*** Opening Extracted text ***

Ruh-roh: Retirement planning for Crossfitters of a certain age

Posted: June 20, 2013 in Aging, Crossfit Lifestyle
Tags: , , , , , , , ,

Yesterday we had one of those retirement-planning sessions at work. It’s a good thing they did it at the end of the day because there was no way I could go back to work after that much fun. Before the seminar I received a “Retirement Readiness Statement” which had a lot of numbers on it and none of them looked promising.

Let me start by saying the company I work for has fabulous benefits – medical, dental, disability, vision, matching 401K and a pension. I am blessed. However, according to my “Retirement Readiness Statement” I’m going to need $20,776 every year – in addition to my social security and pension – to maintain my current standard of living, which ain’t much.

Then they proceeded to tell me how much I need to save between now and age 65 – when I will allegedly retire – to have that $20,776.

*** Closing Extracted text ***
*** Opening Record set ***

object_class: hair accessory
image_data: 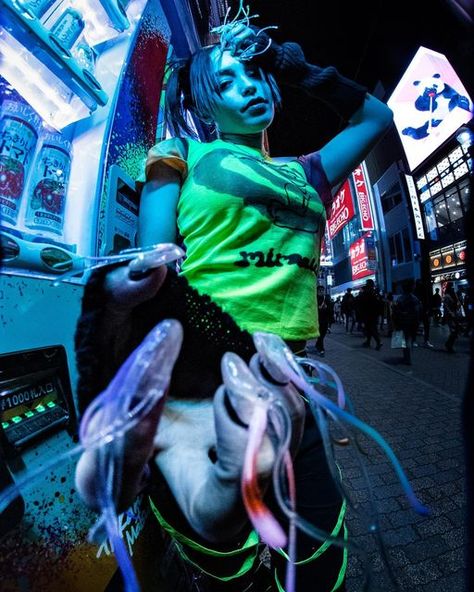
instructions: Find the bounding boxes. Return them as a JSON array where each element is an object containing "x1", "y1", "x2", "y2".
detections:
[{"x1": 211, "y1": 0, "x2": 278, "y2": 61}]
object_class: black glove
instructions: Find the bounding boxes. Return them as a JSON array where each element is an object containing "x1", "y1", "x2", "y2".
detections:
[{"x1": 250, "y1": 26, "x2": 367, "y2": 121}]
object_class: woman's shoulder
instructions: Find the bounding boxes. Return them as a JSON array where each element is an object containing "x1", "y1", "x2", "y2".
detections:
[{"x1": 150, "y1": 136, "x2": 190, "y2": 160}]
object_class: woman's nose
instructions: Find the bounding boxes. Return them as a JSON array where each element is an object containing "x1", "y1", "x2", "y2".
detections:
[{"x1": 242, "y1": 80, "x2": 257, "y2": 97}]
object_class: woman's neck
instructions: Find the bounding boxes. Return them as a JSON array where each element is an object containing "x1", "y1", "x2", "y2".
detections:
[{"x1": 219, "y1": 132, "x2": 265, "y2": 154}]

*** Closing Record set ***

Task 1:
According to the retirement-planning post, how much money will the writer need every year in addition to social security and pension?
Task 2:
Reproduce the retirement-planning post word for word from "Ruh-roh: Retirement planning" to "them looked promising.".

Your response 1:
$20,776 a year.

Your response 2:
Ruh-roh: Retirement planning for Crossfitters of a certain age

Posted: June 20, 2013 in Aging, Crossfit Lifestyle
Tags: , , , , , , , ,

Yesterday we had one of those retirement-planning sessions at work. It’s a good thing they did it at the end of the day because there was no way I could go back to work after that much fun. Before the seminar I received a “Retirement Readiness Statement” which had a lot of numbers on it and none of them looked promising.